## ACTIVITY
Please repeat the records exactly from their first line, finishing at the line containing "[78, 22], one" and including it.

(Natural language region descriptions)
----------------------------------------
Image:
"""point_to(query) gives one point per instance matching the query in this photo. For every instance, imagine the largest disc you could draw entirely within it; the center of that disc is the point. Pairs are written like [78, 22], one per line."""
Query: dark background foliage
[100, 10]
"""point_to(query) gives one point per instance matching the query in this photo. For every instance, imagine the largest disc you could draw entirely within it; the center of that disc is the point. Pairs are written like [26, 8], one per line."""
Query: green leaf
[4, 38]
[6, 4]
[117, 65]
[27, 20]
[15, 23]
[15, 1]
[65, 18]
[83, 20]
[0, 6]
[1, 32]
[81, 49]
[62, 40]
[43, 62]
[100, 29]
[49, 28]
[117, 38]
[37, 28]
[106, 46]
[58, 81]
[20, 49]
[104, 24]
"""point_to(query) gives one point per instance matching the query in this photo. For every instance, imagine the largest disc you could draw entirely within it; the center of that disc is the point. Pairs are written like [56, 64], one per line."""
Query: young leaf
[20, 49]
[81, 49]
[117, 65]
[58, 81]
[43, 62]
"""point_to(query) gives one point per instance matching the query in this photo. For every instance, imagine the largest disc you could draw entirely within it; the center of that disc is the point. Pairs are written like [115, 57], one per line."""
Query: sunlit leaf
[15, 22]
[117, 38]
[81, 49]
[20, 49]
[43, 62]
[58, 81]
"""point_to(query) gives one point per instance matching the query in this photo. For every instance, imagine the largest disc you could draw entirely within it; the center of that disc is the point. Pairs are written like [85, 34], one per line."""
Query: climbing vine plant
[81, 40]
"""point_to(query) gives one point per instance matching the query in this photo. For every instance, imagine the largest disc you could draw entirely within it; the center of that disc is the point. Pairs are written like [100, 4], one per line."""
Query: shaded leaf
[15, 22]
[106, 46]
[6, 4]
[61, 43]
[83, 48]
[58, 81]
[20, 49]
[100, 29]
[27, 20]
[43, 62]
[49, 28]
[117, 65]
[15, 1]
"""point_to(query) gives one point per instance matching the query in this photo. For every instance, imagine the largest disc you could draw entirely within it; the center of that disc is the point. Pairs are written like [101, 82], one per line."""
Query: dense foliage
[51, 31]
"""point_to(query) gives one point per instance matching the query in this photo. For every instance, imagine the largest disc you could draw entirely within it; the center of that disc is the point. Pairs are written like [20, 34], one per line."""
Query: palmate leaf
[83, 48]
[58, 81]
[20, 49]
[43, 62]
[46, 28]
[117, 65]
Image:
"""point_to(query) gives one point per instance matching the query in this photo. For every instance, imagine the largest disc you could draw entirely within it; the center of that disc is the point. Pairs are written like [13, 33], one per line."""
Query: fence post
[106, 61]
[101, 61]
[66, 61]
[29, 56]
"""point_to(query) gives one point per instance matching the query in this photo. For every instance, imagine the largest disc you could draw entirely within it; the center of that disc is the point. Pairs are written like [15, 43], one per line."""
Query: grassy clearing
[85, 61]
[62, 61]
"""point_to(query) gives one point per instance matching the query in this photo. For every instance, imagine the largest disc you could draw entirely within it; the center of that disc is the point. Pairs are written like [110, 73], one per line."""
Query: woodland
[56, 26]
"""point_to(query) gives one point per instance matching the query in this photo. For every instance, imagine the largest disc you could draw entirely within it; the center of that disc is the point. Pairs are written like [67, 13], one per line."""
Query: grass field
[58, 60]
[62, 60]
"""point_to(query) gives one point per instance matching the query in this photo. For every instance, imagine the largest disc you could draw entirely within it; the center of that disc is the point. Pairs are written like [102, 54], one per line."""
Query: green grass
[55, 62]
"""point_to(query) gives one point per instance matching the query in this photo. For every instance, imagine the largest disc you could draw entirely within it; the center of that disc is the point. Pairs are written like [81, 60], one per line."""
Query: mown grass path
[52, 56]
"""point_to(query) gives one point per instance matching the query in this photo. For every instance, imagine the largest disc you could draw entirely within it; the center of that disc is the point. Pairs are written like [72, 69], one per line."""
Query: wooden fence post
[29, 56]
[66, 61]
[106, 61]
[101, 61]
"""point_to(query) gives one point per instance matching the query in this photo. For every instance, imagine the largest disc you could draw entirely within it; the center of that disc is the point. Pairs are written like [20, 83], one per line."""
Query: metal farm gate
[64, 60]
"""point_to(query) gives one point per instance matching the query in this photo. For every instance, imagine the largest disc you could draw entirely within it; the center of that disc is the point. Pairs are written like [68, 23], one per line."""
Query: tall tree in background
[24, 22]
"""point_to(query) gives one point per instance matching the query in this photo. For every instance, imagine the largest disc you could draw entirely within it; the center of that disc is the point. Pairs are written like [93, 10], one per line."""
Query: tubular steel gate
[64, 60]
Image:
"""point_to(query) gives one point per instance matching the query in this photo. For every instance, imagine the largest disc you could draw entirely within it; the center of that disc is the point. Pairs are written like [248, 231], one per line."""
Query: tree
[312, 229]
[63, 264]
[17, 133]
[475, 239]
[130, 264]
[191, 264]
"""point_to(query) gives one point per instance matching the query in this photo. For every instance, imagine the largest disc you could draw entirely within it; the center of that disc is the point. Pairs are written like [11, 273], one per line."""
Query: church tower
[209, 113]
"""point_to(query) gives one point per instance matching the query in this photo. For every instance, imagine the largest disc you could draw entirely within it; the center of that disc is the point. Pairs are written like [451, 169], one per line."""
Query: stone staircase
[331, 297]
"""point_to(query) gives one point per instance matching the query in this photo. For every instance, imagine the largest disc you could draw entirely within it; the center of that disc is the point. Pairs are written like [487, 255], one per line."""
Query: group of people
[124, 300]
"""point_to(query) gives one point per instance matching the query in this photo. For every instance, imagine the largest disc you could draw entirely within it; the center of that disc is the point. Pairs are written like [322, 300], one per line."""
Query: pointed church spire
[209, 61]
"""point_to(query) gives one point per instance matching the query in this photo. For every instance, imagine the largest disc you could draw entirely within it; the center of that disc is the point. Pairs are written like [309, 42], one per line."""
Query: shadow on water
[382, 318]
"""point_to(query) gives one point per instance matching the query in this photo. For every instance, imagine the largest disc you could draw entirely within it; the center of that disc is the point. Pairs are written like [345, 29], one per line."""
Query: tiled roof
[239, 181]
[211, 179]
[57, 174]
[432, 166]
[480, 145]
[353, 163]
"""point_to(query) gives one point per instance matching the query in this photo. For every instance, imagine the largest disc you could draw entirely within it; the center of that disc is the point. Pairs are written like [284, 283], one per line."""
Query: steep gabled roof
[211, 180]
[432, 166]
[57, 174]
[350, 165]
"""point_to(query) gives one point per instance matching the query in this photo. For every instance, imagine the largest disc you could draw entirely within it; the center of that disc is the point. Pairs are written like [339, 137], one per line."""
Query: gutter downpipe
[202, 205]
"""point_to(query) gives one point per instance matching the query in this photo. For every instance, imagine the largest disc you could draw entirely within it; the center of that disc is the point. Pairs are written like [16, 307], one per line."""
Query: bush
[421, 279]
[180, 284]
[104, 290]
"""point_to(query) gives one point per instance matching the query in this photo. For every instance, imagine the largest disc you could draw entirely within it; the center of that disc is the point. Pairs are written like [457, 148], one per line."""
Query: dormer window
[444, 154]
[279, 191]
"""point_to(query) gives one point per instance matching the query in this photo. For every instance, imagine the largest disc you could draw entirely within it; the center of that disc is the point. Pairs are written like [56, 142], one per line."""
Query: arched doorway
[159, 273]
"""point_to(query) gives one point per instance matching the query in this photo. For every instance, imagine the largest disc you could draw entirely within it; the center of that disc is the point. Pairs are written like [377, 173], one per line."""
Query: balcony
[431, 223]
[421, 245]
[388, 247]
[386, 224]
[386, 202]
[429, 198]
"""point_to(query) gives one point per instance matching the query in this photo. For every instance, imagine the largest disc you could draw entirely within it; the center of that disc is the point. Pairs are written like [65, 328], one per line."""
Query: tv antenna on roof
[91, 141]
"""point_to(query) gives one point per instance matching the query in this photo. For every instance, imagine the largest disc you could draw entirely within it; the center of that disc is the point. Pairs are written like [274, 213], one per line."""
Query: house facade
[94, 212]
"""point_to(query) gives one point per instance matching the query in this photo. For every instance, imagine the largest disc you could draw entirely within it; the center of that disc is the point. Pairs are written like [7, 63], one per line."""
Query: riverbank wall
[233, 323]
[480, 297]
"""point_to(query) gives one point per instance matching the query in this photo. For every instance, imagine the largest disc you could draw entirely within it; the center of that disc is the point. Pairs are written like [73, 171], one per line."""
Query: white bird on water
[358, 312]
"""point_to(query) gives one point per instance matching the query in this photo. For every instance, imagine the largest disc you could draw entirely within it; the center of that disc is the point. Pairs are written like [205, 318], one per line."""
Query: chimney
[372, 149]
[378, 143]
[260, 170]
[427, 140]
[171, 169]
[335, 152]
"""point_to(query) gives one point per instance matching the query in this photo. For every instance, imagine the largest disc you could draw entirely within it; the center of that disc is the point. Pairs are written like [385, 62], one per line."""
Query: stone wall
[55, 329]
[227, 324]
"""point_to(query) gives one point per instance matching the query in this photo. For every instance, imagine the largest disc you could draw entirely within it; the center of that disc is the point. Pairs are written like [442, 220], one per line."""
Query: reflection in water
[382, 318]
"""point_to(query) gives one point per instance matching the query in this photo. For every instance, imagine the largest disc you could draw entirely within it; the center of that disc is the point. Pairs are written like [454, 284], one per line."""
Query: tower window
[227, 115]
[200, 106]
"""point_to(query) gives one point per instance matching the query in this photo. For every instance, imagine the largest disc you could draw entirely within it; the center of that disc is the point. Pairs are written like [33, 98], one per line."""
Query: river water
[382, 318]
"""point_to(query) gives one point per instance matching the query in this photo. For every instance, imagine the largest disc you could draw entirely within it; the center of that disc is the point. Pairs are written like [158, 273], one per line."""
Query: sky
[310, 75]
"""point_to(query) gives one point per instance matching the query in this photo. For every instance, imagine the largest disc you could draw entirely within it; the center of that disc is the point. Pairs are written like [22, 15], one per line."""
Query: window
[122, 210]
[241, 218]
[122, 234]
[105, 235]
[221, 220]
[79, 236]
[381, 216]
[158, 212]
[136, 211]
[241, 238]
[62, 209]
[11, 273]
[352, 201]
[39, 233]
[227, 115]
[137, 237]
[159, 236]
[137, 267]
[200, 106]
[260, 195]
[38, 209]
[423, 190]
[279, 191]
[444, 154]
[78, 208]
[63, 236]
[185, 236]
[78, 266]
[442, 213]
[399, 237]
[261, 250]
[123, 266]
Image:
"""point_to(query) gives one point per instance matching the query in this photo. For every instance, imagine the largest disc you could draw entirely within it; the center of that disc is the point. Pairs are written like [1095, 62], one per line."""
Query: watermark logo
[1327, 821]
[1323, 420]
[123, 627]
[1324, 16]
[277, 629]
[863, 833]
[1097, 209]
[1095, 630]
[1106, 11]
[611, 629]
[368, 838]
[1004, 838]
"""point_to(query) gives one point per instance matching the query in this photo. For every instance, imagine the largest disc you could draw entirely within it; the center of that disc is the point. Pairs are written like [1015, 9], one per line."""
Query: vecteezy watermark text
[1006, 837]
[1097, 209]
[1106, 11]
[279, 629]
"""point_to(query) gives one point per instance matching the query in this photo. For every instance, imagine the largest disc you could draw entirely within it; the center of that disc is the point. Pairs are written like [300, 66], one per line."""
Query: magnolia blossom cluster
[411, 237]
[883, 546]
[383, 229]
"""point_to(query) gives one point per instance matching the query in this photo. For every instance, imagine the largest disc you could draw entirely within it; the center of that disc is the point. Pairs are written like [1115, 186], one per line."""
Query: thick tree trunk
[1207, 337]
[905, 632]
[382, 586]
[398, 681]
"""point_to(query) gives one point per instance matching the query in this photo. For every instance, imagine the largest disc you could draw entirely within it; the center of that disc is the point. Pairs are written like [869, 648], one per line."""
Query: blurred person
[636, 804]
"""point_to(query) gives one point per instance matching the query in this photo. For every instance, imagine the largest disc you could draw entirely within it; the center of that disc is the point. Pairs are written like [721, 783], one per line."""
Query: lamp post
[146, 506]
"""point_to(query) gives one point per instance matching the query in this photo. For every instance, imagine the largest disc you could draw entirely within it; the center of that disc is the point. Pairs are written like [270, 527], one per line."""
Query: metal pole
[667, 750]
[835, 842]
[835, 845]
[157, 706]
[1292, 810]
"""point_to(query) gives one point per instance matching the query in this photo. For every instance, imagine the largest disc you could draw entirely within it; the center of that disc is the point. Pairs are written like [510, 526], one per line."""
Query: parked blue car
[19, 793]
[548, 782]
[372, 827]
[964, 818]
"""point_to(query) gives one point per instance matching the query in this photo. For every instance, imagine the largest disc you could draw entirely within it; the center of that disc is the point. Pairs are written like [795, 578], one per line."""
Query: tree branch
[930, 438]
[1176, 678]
----------------------------------------
## SOLVED PROBLEM
Image:
"""point_to(query) gives one point per instance matching the query in this photo. For every instance, imagine the largest disc you could draw entirely within it; the center of that disc is the point. Pairs are written like [78, 22], one per line."""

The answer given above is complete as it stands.